## SOURCE EXTRACT
By Marcus Thompson
Monday, October 21st, 2013 at 10:30 am in Uncategorized.
It’s easy to nail down the top six teams in the West. Really the top seven. The difficult part is the order.
As always, there are a lot of variables. The biggest, as Warriors fans know too well, is health. Since I’m not into predicting injuries, for these rankings we are assuming health (except in cases where players are currently out). But the rest – player movement, coaching changes, old age, inexperience, a little gut, some guessing, a little Rock, Paper, Scissors – it’s all factored in.
Here is how I think the West standings (top 8) will look when the season ends. Prepare to disagree.
1. Los Angeles Clippers
I’m buying the hype. Again. Chris Paul’s had nice talent around him since he became a Clipper. But Los Angeles’ new best team added much-needed outside shooting in J.J. Redick and Jared Dudley. This might be their most complete team in the CP3 era. Their biggest addition was Doc Rivers, a championship caliber coach. If anyone knows how to maximize all that talent, it’s Doc.
Strengths: The best point guard in the game, the best sixth man in the game, one of the best coaches in the game and a slew of quality role players (led by Darren Collison, who I think will be one of the clutchest pick-ups off the offseason).

## Object detection data
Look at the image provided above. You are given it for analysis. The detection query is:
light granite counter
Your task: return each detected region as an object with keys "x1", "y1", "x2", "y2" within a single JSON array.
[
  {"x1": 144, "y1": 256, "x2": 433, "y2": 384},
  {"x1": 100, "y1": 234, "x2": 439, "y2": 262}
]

## THE TASKS
**a.** From the Western Conference rankings post, copy out the passage that begins with the words containing "Strengths: The best" and ends with "off the offseason).".
**b.** Answer these questions using the Western Conference rankings post.
(i) On what date was the post published?
(ii) What does the writer assume about player health for these rankings?
(iii) Which two players does the writer name as the Clippers' outside shooting additions?
**c.** Write the next part of the Western Conference rankings post, picking up after its final sentence.

## FINAL ANSWERS
**a.**
Strengths: The best point guard in the game, the best sixth man in the game, one of the best coaches in the game and a slew of quality role players (led by Darren Collison, who I think will be one of the clutchest pick-ups off the offseason).

**b.**
(i) Monday, October 21st, 2013
(ii) That players are healthy, except in cases where players are currently out
(iii) J.J. Redick and Jared Dudley

**c.**
Biggest concern: Does Blake Griffin have another level to his game, or is this it? Especially with a zero-offense center in DeAndre Jordan, the Clippers needs someone who can generate inside offense. Inside-out is much better than relying on CP3 and Jamal Crawford to make everything happen.
X-Factor: J.J. Redick. What the Clippers needed was consistent outside shooting. If he can get them some efficient offense while stretching the floor, CP3 has the space he needs.
I’m done doubting the Spurs. I thought they were too old last year and they came 26 second away from being the NBA champions. Kawhi Leonard, Tiago Splitter and Danny Green all should be better with that experience under their belt. The machine continues. They have all the same starters back and the young guys will be better. My one hesitation is I don’t think San Antonio cares much about the regular season. I wouldn’t be surprised if they ended up fourth and Oklahoma City ended up here. But that’s not how I’m predicting it.
Strengths: Tony Parker and Tim Duncan can win games in their sleep. Many Ginobili may not have much left but Marco Belinelli and a larger role for Leonard could cover most of that. And they still have the grand wizard on the bench.
Biggest concerns: At some point, mileage has to catch up to Duncan and Parker right?
X-Factor: COREY MAGGETTE! … Kidding. Leonard was a beast in the playoffs. A big year from him makes Spurs that much more lethal.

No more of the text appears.